• _EXERCISE OBJECTIVE_
Output every entry below verbatim, line for line. Omit the pictures.

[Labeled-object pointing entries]
* START *

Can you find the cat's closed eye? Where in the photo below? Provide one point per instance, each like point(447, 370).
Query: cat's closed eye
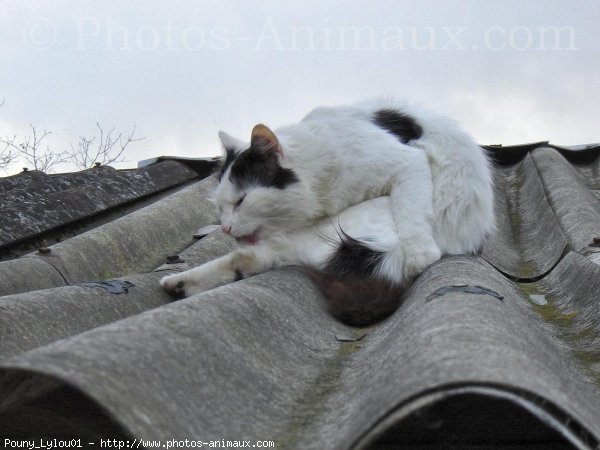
point(239, 202)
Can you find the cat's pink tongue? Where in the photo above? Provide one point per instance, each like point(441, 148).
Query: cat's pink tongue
point(249, 239)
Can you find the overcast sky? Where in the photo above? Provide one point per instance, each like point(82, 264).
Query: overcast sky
point(508, 71)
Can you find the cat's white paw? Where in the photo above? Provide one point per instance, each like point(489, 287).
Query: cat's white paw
point(181, 285)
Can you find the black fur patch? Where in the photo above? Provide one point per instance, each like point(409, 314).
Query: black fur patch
point(354, 295)
point(403, 126)
point(256, 166)
point(354, 259)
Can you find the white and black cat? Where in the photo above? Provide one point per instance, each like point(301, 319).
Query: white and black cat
point(367, 195)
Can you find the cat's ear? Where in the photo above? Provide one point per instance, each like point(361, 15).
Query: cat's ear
point(231, 144)
point(265, 140)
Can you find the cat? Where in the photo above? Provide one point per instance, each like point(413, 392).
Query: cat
point(416, 171)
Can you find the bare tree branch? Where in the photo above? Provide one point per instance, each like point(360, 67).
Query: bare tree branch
point(7, 154)
point(105, 148)
point(30, 148)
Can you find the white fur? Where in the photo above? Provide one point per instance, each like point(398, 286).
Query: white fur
point(439, 188)
point(312, 246)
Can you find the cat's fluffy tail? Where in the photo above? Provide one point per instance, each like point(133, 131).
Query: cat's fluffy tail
point(355, 294)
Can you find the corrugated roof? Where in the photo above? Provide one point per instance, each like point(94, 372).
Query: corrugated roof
point(492, 351)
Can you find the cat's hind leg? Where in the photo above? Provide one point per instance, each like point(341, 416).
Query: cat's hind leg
point(232, 267)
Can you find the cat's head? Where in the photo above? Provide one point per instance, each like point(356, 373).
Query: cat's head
point(257, 194)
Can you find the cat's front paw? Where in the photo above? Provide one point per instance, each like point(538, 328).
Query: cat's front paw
point(174, 286)
point(182, 285)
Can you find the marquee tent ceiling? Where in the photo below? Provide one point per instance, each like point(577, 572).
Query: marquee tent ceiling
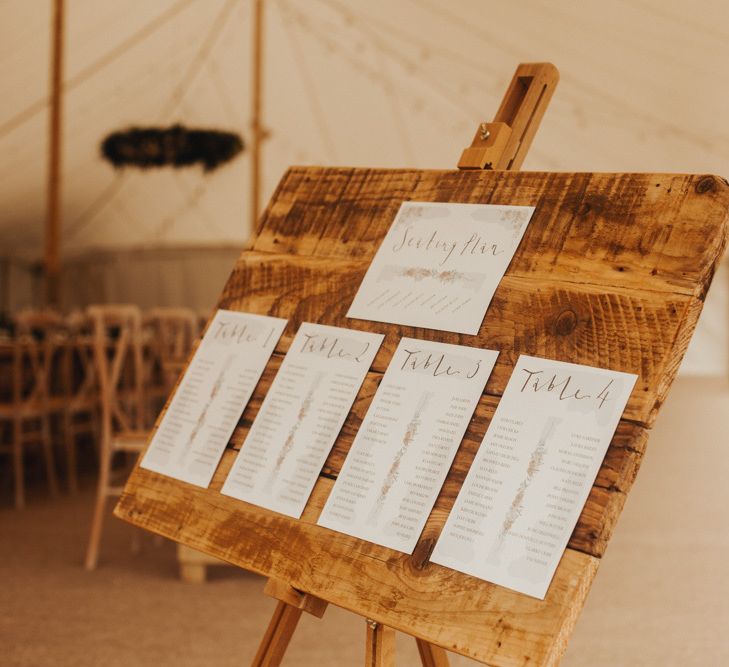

* END *

• _WRITTEN RESPONSE_
Can you find the cat's closed eye? Where in the photo below? Provide one point per instance, each like point(447, 370).
Query: cat's closed eye
point(239, 202)
Can you find the cat's pink tongue? Where in the photo above? Provide one point per instance, each like point(441, 148).
Query: cat's pink tongue
point(249, 239)
Can you find the overcast sky? Where in the photo above? Provide one point per instance, each like point(82, 264).
Query: overcast sky
point(508, 71)
Can you find the cat's white paw? Where in the photo above? Provide one point per instance, each like point(489, 287).
Query: cat's white paw
point(181, 285)
Can you find the black fur patch? Where in the photo above? Provide one point per instance, each like point(409, 314).
Query: black fur patch
point(354, 295)
point(403, 126)
point(256, 166)
point(354, 259)
Can you find the white and black cat? Where in the photo above? Provide one point per instance, each like point(301, 319).
Query: white and black cat
point(367, 195)
Can you find the cat's ear? Where in the photo above? Provide one point per instance, each like point(361, 15).
Query: cat's ear
point(231, 144)
point(265, 140)
Can you find the cat? Where in the photo above? Provide one point per instance, each like point(413, 392).
Query: cat
point(416, 171)
Can you find the bare tree branch? Where in the photo above? Provide one point per instance, each like point(360, 67).
Query: bare tree branch
point(7, 154)
point(105, 148)
point(30, 148)
Can you find the white fur? Where in the photo above? Provide one point per instance, each like point(398, 286).
Query: white fur
point(439, 188)
point(312, 246)
Can you find the cat's fluffy tail? Where in the photo above? Provide one point per instance, each like point(133, 131).
Query: cat's fluffy tail
point(355, 294)
Can you find the corrugated roof? Where in the photo above? Provide one point per instance, each like point(94, 372).
Query: corrugated roof
point(492, 351)
Can you find the cat's hind leg? Where in the photo above? Provide one point per instance, each like point(341, 416).
Query: cat's hind leg
point(232, 267)
Can you find the cat's head? Where in the photo above? Provide one point per instance, each like point(356, 373).
Query: cat's head
point(257, 194)
Can you find the cat's front paw? Where in the photo above? Provide one point per instance, each like point(538, 328).
Query: cat's front paw
point(174, 286)
point(182, 285)
Can you find the marquee tent ceiling? Where in the photo below? Provide one point per instance, each like point(577, 572).
Query: marquee tent ceiling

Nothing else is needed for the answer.